[SET PROBLEM 1] Quote the passage below about finding a fixer in Puerto Rico in full, word for word.

[PROVIDED PASSAGE]
______________________________
I could talk about the ridiculous good fortune of finding our fixer – which wasn’t luck at all but the result of smart hard work. Aniya tracked down a reporter who’d published a story in Washington Post on communities in Puerto Rico without power and got us a phone call with her. The reporter connected us to Mardelis Jusino, a San Juan journalist and attorney who provided legwork services to media covering post-hurricane issues. We contacted Mardelis and were able to negotiate a fee we could afford for her time before our trip and during – and she brought us directly to the amazing people we photographed with for two of the three locations we documented. Mardelis’s insight and passion for helping people is how we gained such access so quickly – she unlocked Puerto Rico for us. The bulk of the money we raised for this project went to pay for her services and she was worth every penny and more.
“If you want to embark on a project like this, finding your inside person is your most important step.”
______________________________
[Excerpt from a dataset]
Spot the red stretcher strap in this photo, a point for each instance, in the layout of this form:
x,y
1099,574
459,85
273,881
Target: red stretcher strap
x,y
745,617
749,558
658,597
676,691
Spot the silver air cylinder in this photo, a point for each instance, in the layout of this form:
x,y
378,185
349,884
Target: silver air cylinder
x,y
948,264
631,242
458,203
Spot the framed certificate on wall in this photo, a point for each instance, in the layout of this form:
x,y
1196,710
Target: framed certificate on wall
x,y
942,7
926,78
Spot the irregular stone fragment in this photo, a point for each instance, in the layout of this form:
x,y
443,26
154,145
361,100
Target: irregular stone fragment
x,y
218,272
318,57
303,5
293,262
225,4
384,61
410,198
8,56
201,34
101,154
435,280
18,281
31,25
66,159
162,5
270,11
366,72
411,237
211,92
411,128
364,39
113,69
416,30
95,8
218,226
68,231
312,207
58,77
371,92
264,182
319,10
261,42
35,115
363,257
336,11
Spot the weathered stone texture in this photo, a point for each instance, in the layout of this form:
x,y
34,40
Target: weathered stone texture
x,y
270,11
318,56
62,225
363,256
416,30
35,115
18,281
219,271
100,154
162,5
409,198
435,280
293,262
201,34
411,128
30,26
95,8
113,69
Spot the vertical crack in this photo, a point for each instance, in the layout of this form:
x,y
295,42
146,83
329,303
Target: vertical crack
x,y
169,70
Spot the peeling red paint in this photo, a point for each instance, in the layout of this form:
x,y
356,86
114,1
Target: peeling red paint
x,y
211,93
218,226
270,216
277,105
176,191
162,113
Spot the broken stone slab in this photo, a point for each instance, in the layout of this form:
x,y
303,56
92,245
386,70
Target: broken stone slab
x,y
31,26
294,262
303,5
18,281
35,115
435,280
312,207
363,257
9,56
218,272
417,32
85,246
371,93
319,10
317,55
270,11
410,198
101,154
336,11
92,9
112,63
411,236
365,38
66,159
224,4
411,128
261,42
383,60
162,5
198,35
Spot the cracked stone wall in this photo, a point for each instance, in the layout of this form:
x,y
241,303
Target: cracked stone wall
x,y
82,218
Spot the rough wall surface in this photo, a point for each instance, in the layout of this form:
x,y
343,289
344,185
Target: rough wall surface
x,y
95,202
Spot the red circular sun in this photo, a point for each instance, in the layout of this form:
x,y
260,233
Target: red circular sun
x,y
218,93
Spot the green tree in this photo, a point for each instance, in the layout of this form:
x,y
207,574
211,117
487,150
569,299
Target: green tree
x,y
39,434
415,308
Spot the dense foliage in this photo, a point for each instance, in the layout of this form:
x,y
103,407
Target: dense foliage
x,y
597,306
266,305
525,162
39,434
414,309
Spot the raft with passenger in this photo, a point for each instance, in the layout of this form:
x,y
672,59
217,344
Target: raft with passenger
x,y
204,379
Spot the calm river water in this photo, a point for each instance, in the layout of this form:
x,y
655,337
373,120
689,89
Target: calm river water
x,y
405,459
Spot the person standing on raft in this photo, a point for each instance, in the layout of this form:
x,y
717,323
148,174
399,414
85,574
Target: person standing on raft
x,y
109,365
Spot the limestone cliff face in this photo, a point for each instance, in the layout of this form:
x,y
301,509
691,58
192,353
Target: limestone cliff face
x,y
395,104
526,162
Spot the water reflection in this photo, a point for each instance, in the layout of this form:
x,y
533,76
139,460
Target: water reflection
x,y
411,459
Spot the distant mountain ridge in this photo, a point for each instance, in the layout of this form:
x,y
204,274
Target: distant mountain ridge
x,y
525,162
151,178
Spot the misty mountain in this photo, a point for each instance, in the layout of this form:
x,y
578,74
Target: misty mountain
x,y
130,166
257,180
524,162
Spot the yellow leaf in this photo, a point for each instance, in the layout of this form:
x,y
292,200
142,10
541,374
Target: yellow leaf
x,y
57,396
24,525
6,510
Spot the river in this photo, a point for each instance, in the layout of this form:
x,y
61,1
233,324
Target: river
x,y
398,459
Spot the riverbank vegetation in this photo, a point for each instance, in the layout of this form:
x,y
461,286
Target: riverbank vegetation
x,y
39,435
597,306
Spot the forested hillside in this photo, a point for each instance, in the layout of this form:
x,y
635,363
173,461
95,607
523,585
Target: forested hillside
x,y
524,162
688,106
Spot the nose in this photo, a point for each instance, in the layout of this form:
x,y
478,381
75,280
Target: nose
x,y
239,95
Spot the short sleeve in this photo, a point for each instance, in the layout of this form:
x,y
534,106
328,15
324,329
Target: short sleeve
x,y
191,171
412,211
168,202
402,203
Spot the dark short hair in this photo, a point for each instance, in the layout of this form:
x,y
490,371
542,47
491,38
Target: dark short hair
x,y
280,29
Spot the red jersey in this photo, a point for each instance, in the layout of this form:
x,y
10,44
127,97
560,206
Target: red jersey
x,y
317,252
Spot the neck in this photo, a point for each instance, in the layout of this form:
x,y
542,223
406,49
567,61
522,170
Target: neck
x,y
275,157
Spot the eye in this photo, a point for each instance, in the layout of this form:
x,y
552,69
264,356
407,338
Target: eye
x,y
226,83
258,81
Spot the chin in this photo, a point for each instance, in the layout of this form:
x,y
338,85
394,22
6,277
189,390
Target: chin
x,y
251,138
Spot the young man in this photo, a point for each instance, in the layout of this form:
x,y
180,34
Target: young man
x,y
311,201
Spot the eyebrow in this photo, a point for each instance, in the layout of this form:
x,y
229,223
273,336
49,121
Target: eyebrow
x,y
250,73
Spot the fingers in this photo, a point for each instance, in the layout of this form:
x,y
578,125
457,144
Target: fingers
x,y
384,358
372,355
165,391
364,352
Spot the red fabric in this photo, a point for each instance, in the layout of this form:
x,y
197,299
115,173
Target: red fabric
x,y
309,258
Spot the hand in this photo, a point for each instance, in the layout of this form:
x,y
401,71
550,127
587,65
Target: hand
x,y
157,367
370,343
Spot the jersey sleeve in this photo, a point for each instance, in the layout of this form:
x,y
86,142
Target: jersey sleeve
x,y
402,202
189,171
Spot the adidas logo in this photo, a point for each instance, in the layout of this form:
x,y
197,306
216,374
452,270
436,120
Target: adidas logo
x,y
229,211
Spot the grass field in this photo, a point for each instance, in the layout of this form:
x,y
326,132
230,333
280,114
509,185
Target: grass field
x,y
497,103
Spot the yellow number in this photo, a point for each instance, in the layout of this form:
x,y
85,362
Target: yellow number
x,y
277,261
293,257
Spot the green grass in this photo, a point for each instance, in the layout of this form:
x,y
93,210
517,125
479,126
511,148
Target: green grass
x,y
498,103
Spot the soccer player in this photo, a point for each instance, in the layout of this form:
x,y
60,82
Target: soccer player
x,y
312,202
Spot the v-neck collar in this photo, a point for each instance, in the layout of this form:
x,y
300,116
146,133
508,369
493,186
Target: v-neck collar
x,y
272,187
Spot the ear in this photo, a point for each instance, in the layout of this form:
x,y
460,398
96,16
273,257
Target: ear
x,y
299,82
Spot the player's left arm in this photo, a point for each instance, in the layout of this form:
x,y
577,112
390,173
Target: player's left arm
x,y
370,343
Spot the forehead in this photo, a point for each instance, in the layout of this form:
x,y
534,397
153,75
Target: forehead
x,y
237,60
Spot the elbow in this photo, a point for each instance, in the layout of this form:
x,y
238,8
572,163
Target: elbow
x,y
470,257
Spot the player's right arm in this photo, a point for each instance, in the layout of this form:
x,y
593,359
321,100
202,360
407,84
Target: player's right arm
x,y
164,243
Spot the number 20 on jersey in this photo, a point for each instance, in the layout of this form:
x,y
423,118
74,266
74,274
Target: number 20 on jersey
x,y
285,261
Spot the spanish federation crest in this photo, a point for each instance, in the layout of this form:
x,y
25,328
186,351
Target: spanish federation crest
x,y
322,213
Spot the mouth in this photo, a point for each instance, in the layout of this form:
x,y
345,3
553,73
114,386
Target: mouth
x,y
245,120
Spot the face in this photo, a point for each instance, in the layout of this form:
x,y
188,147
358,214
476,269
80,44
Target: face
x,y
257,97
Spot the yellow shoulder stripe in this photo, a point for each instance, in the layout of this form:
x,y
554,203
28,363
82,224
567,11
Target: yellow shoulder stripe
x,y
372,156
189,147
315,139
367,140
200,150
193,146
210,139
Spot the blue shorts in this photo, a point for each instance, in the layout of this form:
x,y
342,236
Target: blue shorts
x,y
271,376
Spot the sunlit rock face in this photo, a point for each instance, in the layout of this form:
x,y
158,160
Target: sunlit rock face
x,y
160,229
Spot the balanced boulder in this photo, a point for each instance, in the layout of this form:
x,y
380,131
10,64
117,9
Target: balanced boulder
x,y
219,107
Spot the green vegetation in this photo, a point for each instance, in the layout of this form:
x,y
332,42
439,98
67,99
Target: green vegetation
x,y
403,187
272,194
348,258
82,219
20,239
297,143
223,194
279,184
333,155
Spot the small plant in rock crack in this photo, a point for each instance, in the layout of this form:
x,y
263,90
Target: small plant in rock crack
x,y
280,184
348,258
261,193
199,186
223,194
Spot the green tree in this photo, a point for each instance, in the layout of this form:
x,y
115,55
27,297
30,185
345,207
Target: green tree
______________________________
[SET PROBLEM 2] Convert the records above, from the line containing "Spot the blue" through the final line of the records, into a Markdown table with the columns Row and Entry. Number each line in Row, put the line in Entry, and leave out blank lines.

[FINISHED ANSWER 1]
I could talk about the ridiculous good fortune of finding our fixer – which wasn’t luck at all but the result of smart hard work. Aniya tracked down a reporter who’d published a story in Washington Post on communities in Puerto Rico without power and got us a phone call with her. The reporter connected us to Mardelis Jusino, a San Juan journalist and attorney who provided legwork services to media covering post-hurricane issues. We contacted Mardelis and were able to negotiate a fee we could afford for her time before our trip and during – and she brought us directly to the amazing people we photographed with for two of the three locations we documented. Mardelis’s insight and passion for helping people is how we gained such access so quickly – she unlocked Puerto Rico for us. The bulk of the money we raised for this project went to pay for her services and she was worth every penny and more.
“If you want to embark on a project like this, finding your inside person is your most important step.”

[FINISHED ANSWER 2]
| Row | Entry |
|---|---|
| 1 | Spot the blue shorts in this photo, a point for each instance, in the layout of this form: |
| 2 | x,y |
| 3 | 342,236 |
| 4 | Target: blue shorts |
| 5 | x,y |
| 6 | 271,376 |
| 7 | Spot the sunlit rock face in this photo, a point for each instance, in the layout of this form: |
| 8 | x,y |
| 9 | 158,160 |
| 10 | Target: sunlit rock face |
| 11 | x,y |
| 12 | 160,229 |
| 13 | Spot the balanced boulder in this photo, a point for each instance, in the layout of this form: |
| 14 | x,y |
| 15 | 380,131 |
| 16 | 10,64 |
| 17 | 117,9 |
| 18 | Target: balanced boulder |
| 19 | x,y |
| 20 | 219,107 |
| 21 | Spot the green vegetation in this photo, a point for each instance, in the layout of this form: |
| 22 | x,y |
| 23 | 332,42 |
| 24 | 439,98 |
| 25 | 67,99 |
| 26 | Target: green vegetation |
| 27 | x,y |
| 28 | 403,187 |
| 29 | 272,194 |
| 30 | 348,258 |
| 31 | 82,219 |
| 32 | 20,239 |
| 33 | 297,143 |
| 34 | 223,194 |
| 35 | 279,184 |
| 36 | 333,155 |
| 37 | Spot the small plant in rock crack in this photo, a point for each instance, in the layout of this form: |
| 38 | x,y |
| 39 | 263,90 |
| 40 | Target: small plant in rock crack |
| 41 | x,y |
| 42 | 280,184 |
| 43 | 348,258 |
| 44 | 261,193 |
| 45 | 199,186 |
| 46 | 223,194 |
| 47 | Spot the green tree in this photo, a point for each instance, in the layout of this form: |
| 48 | x,y |
| 49 | 115,55 |
| 50 | 27,297 |
| 51 | 30,185 |
| 52 | 345,207 |
| 53 | Target: green tree |